**Page**
______________________________

Question

Help Please! Rationalize the denominator:

Answer 1

\[\frac{ \sqrt{-36} }{ (2-3i)+(3+2i) }\]

Answer 2

How do I start this? :/

Answer 3

@starlord6200

Answer 4

you would first do whats in the parenthesis so its -i and 5i then you would add thm and make it sqr 36 /4i

Answer 5

ok, so after i have this, how do i get id of the -36 under the radical?

Answer 6

so what times it self is 36

Answer 7

I thought it would be 5-i as the denominator D: im so lost

Answer 8

^You are correct

@starlord6200 there is no 'i' term regarding the 2 and the 3...they are just constants

Your denominator IS 5 - i

Answer 9

Oh ok, at least i understand that part lol :P. So, how do i get rid of the -36 under the radical?

Answer 10

So what you have is

\[\large \frac{\sqrt{-36}}{5 - i}\]

Now let me ask you ...what is the square root of 36? "forget the negative sign for the moment*

Answer 11

6

Answer 12

Right...and now also

Cant we just write

\(\large \sqrt{-36}\) as \(\large \sqrt{36 \times -1}\) ?

So if we know that the square root of 36 is 6..we have

\[\large 6\sqrt{-1}\]

And we all know the square root of -1 is i right? so the top turns into

\[\large 6i\]

So NOWWW we have

\[\large \frac{6i}{5 - i}\]

making sense so far?

Answer 13

Yep that makes sense

Answer 14

Okay...so..."rationalizing the dnominator" here means we dont want an "i" there...so we need to find a way to get the "i" out of the denominator...do you know how to do that?

Answer 15

Should I multiply by the conjugate? Im not sure.

Answer 16

YES! perfect :) never doubt yourself :P

So what do we have when you do that?

Answer 17

\[\frac{ 6i }{5-i} x \frac{ 5+i}{ 5+i } \] is this the right setup?

Answer 18

*Minus the 'x' but I know you meant *times* so yes that is correct...so go ahead and carry out the multiplication :)

Answer 19

\[\frac{ 30i+6i^2 }{ 25-i^2}\]

Answer 20

Great!

Now we just need to simplify a bit...like those i^2 what is i^2 ?

Answer 21

i think i^2 is (-1)

Answer 22

And you are correct...so go ahead and simplify the expression a little more :)

Answer 23

\[\frac{ 30i-6 }{ 26 } \] :) ?

Answer 24

I think i can simplify further by dividing all terms by 2, right?

Answer 25

oh then i have to rearrange the complex number also, right?

Answer 26

Great!

______________________________

**Short problem A**
In the forum thread on rationalizing the denominator, explain in one to three sentences how the numerator √-36 becomes 6i.
The rows have no connection to the forum thread.

______________________________

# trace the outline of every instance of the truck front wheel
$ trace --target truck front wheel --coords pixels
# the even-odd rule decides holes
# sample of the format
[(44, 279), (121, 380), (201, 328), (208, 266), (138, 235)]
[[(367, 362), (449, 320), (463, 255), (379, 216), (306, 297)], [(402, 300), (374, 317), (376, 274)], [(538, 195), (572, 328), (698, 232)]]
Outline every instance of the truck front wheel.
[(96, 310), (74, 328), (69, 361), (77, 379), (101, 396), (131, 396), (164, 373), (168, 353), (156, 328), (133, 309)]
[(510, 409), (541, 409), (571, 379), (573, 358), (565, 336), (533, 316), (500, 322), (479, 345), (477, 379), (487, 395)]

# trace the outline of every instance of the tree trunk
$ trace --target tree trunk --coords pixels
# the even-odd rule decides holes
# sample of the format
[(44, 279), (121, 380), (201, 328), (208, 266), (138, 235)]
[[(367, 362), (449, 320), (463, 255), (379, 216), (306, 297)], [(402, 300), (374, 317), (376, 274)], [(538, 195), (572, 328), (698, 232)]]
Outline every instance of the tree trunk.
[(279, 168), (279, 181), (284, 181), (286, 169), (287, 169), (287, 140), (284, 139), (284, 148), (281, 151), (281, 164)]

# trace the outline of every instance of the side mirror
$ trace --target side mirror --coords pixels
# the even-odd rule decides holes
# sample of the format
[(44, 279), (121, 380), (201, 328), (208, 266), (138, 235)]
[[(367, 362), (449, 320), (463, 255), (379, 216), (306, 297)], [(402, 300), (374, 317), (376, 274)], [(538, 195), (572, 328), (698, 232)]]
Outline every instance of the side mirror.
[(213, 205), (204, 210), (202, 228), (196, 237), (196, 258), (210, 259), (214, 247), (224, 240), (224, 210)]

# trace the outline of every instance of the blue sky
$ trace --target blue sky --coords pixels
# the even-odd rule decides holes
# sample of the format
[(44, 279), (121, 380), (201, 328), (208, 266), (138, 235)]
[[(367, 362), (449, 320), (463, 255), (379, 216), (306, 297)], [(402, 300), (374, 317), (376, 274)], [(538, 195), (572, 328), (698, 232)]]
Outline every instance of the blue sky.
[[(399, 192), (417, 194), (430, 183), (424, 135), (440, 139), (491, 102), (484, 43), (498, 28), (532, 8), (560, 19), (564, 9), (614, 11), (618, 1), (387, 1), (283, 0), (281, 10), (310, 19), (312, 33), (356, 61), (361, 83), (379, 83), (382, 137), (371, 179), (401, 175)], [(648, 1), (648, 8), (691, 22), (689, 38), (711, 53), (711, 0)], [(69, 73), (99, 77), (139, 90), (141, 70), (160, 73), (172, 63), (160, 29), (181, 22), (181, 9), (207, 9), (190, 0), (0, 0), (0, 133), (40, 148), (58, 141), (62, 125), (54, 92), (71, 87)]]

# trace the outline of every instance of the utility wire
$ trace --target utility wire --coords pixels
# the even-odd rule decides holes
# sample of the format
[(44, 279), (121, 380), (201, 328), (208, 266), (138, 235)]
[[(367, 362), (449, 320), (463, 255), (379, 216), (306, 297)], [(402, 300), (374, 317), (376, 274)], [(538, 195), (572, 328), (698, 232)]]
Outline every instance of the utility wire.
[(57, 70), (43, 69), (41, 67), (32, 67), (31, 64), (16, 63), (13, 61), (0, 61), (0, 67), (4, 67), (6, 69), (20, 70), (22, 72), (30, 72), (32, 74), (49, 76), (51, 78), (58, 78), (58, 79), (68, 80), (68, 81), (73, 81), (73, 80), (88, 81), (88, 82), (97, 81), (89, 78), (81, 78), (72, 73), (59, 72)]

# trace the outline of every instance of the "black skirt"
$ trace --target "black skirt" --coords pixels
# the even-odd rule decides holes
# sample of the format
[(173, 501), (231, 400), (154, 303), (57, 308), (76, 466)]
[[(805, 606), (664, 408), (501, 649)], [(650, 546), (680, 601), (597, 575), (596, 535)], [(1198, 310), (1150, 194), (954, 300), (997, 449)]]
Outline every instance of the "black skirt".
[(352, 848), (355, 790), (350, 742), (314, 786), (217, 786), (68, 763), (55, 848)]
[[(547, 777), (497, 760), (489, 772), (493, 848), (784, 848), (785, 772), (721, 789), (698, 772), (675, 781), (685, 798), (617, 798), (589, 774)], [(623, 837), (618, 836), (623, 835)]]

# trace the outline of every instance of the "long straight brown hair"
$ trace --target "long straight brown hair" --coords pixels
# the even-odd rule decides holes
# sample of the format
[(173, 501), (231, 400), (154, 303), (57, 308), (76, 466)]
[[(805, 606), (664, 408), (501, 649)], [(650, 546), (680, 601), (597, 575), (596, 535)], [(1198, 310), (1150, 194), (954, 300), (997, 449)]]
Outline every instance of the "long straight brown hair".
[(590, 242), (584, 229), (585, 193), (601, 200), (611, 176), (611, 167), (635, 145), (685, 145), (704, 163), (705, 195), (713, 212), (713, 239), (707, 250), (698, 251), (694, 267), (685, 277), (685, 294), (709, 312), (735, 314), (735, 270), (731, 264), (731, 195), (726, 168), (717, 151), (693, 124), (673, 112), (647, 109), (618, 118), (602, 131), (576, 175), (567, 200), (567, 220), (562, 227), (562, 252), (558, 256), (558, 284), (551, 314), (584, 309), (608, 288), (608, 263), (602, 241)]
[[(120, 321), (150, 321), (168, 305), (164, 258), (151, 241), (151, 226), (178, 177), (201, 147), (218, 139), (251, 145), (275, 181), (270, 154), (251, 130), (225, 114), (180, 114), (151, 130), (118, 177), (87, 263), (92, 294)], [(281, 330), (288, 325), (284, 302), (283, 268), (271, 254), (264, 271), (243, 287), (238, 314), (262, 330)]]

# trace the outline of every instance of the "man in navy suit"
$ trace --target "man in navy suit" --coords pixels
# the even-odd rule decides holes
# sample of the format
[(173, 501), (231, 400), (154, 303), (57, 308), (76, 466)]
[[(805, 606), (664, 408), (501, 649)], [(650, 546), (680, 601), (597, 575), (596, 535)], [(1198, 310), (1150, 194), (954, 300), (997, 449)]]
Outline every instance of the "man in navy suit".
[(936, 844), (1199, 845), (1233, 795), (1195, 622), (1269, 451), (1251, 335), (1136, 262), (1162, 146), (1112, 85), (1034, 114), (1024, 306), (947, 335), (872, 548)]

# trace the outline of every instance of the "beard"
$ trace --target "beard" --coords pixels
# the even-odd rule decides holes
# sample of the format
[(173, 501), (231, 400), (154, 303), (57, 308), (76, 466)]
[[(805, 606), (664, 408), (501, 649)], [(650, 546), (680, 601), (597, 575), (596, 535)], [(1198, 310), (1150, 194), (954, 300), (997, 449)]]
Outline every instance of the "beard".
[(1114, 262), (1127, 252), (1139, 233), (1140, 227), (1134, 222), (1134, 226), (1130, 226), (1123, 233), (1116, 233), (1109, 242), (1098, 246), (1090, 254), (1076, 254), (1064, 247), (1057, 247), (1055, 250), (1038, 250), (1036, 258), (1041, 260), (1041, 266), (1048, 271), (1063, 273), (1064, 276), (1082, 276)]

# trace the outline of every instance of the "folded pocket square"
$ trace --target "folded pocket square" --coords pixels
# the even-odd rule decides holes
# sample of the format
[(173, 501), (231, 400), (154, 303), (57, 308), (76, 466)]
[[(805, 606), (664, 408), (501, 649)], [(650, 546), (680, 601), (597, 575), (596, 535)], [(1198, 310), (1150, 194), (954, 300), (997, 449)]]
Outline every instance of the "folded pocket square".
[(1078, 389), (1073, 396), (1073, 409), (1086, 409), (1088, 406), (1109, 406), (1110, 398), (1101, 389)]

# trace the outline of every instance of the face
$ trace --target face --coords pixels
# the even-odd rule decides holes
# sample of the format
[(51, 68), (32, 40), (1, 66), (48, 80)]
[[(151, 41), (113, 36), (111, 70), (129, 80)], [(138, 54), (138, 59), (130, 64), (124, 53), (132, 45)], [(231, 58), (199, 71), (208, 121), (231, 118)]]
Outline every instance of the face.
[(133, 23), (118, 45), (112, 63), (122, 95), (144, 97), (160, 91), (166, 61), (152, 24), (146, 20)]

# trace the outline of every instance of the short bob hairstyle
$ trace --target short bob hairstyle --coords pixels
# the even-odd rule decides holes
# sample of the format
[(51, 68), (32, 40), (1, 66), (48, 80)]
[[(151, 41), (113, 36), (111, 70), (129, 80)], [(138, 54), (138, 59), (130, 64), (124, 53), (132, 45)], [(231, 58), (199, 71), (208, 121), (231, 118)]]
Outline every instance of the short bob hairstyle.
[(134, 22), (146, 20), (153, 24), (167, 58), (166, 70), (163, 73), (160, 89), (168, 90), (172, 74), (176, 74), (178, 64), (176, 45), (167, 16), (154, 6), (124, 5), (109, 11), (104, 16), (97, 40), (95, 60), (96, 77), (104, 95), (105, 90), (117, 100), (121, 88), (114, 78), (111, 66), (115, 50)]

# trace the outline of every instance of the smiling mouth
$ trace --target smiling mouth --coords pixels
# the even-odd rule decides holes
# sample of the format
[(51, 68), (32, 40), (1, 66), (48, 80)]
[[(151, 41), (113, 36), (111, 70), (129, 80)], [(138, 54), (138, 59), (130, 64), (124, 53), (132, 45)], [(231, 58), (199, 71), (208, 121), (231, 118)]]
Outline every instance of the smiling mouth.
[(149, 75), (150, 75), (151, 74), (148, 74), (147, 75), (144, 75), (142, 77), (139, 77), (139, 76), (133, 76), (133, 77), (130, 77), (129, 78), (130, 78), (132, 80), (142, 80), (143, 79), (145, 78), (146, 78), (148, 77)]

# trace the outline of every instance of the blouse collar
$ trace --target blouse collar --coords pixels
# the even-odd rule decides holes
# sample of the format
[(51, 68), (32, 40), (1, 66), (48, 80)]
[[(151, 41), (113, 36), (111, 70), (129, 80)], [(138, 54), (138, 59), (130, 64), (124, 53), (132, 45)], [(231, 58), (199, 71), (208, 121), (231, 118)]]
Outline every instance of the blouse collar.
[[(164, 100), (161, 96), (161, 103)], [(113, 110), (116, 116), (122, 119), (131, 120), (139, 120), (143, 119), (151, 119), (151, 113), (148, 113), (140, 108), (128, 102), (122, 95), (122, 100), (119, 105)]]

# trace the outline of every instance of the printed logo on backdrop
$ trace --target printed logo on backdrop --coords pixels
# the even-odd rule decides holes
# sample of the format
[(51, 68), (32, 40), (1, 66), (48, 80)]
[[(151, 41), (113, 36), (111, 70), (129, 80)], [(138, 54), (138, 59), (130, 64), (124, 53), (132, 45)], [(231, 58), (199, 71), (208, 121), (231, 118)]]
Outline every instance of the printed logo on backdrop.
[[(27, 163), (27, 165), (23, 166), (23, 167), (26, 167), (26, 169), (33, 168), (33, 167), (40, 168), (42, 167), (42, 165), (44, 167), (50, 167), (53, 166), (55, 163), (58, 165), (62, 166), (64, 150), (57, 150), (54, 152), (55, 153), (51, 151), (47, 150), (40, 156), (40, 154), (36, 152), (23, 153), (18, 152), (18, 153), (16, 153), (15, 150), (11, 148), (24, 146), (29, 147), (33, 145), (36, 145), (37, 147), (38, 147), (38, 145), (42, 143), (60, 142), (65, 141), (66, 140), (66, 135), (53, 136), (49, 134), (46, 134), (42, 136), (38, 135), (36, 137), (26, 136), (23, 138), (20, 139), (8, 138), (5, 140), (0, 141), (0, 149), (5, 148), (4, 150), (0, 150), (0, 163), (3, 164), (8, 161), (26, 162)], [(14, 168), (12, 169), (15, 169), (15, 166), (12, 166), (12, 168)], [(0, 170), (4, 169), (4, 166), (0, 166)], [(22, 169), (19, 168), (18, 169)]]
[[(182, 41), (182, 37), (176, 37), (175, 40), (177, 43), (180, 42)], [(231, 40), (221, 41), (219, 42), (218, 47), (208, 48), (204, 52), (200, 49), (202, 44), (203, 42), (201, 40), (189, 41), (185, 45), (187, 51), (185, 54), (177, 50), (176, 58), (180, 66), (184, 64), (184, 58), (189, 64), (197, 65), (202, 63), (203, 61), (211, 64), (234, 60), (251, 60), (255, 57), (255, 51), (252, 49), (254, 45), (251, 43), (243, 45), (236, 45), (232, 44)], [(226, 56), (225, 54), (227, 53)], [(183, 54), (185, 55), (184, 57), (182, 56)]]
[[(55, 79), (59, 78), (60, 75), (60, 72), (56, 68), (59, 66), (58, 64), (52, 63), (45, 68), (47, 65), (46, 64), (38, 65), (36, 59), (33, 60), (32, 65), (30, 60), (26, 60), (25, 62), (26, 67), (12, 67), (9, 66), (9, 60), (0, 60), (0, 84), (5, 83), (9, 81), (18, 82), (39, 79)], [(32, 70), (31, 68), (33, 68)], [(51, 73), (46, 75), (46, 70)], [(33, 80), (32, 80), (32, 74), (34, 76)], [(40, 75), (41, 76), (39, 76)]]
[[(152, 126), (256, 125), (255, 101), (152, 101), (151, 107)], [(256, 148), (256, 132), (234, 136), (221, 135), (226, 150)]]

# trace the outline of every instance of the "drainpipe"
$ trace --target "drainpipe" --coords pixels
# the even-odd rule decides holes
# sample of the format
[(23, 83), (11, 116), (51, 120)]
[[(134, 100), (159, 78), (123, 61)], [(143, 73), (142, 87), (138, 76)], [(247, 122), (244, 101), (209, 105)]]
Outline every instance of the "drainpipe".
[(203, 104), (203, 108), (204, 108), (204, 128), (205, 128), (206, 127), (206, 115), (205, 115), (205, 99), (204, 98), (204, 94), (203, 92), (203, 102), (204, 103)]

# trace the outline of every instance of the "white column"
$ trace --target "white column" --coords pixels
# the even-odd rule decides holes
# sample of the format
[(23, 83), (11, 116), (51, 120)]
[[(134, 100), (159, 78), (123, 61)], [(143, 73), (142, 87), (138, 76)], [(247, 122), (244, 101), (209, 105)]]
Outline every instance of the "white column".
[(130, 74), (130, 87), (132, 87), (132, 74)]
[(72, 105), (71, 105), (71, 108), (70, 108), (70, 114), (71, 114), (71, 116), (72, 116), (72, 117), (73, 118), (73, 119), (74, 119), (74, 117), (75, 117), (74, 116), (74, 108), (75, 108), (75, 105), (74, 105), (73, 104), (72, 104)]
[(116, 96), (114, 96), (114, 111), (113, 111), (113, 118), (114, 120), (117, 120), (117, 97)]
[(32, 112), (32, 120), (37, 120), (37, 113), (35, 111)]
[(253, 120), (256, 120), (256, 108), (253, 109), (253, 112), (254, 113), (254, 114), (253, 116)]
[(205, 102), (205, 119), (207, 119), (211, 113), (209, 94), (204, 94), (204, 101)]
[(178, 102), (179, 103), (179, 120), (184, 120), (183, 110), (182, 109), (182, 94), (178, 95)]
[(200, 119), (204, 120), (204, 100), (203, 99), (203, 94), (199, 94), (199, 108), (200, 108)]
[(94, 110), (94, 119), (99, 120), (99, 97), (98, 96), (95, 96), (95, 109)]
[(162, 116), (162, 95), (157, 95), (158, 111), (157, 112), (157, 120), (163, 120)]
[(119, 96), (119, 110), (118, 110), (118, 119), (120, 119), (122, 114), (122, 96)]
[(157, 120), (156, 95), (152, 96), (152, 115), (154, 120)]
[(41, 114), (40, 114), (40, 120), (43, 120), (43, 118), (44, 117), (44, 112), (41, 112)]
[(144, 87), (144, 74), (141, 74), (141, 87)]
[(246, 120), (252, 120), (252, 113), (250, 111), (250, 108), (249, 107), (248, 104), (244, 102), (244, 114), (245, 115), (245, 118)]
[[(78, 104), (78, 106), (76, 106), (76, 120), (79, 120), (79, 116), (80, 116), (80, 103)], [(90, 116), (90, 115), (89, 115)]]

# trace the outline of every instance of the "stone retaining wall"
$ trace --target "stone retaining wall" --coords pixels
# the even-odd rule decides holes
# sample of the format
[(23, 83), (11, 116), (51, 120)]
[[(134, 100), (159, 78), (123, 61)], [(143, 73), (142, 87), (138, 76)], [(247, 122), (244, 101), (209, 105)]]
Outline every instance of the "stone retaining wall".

______________________________

**Short problem B**
Copy out exactly the lines of the rows, starting with the line that contains "# trace the outline of every instance of the smiling" and going on through the line that contains "Outline every instance of the smiling mouth.", with both of those lines included.

**Task answer A**
The √-36 can be written as √(36 × -1). Since the square root of 36 is 6, this gives 6√-1, and because the square root of -1 is i, the numerator becomes 6i.

**Task answer B**
# trace the outline of every instance of the smiling mouth
$ trace --target smiling mouth --coords pixels
# the even-odd rule decides holes
# sample of the format
[(51, 68), (32, 40), (1, 66), (48, 80)]
[[(151, 41), (113, 36), (111, 70), (129, 80)], [(138, 54), (138, 59), (130, 64), (124, 53), (132, 45)], [(231, 58), (199, 71), (208, 121), (231, 118)]]
Outline every instance of the smiling mouth.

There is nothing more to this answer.